Data for the task:

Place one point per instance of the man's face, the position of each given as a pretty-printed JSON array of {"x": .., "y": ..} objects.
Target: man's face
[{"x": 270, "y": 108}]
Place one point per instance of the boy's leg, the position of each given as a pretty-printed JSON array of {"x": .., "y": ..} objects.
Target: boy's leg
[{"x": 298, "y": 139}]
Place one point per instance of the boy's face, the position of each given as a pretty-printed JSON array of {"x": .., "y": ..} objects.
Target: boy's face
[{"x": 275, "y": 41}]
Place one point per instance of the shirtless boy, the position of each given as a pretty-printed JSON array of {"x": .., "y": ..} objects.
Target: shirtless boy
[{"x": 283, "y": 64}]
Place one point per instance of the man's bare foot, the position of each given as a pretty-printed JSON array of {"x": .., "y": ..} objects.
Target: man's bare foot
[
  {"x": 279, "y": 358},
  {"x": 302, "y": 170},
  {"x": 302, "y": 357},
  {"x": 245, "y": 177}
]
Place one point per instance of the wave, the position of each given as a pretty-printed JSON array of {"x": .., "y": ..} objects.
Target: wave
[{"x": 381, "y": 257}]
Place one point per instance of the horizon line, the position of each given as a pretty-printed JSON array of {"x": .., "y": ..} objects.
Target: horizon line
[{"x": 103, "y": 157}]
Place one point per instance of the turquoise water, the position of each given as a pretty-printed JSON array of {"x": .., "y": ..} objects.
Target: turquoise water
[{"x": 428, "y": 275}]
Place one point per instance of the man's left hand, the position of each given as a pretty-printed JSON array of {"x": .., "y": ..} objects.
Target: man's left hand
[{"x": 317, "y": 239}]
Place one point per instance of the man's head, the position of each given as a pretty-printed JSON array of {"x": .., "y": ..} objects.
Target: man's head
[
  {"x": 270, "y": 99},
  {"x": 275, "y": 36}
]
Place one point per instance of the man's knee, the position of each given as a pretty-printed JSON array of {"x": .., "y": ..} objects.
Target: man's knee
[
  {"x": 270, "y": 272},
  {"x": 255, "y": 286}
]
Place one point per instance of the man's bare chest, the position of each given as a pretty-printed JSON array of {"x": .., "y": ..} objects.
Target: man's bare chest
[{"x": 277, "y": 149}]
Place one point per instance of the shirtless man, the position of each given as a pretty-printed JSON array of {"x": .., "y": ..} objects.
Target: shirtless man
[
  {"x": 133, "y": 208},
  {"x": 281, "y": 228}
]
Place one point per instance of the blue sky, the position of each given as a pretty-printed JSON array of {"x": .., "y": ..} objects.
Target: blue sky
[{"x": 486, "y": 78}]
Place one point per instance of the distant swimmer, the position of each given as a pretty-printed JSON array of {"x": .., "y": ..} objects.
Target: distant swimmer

Your goal: Please print all of the records above again, word for word and in the same order, without changing anything.

Answer in full:
Place one point per instance of the man's face, the position of each given as a pretty-printed JSON array of {"x": .., "y": ..} objects.
Target: man's face
[{"x": 270, "y": 108}]
Place one point per instance of the boy's leg, the position of each given as a pretty-printed JSON array of {"x": .., "y": ..} objects.
Target: boy's leg
[{"x": 298, "y": 139}]
Place one point per instance of the boy's face, the position of each given as a pretty-printed JSON array of {"x": .., "y": ..} objects.
Target: boy's face
[{"x": 275, "y": 41}]
Place one point per instance of the shirtless boy, the position of each given as a pretty-printed JSON array of {"x": .., "y": ..} objects.
Target: shirtless boy
[{"x": 283, "y": 64}]
Place one point per instance of the man's bare foot, the position of each given as a pretty-printed JSON array of {"x": .., "y": ..} objects.
Target: man's bare foot
[
  {"x": 279, "y": 358},
  {"x": 302, "y": 170},
  {"x": 302, "y": 357},
  {"x": 245, "y": 177}
]
Place one point per instance of the wave, the position of each given as a pretty-printed JSON array of {"x": .., "y": ..} objects.
Target: wave
[{"x": 381, "y": 257}]
Place one point per instance of the horizon line, the position of each given as a pretty-printed JSON array of {"x": .., "y": ..} objects.
Target: horizon line
[{"x": 103, "y": 157}]
Place one point per instance of the turquoise water, the position of each given as a pretty-printed JSON array of {"x": .., "y": ..} objects.
Target: turquoise water
[{"x": 428, "y": 275}]
Place one point per instance of the man's left hand, the position of each given as a pretty-printed JSON array of {"x": .., "y": ..} objects.
Target: man's left hand
[{"x": 317, "y": 239}]
Place one point per instance of the man's head, the position of each given as a pretty-printed JSON array of {"x": .., "y": ..} objects.
Target: man's head
[
  {"x": 270, "y": 99},
  {"x": 275, "y": 36}
]
Place one point per instance of the man's knee, the position of each given as a pretty-printed JSON array of {"x": .., "y": ..} objects.
Target: man's knee
[
  {"x": 270, "y": 272},
  {"x": 255, "y": 286}
]
Place one point per instance of the man's bare chest, the position of each given as a pretty-printed JSON array of {"x": .., "y": ..} objects.
Target: man's bare chest
[{"x": 277, "y": 149}]
Place one point per instance of the shirtless man, the position of each given as a pretty-printed JSON array of {"x": .., "y": ..} objects.
Target: shirtless man
[
  {"x": 133, "y": 208},
  {"x": 281, "y": 228}
]
Place one point per instance of the blue sky, the position of each given as a pretty-printed JSON array of {"x": .., "y": ..} objects.
Target: blue sky
[{"x": 486, "y": 78}]
Place one point per instance of the distant swimmer, the position of each given as a pretty-printed JSON array of {"x": .., "y": ..} objects.
Target: distant swimmer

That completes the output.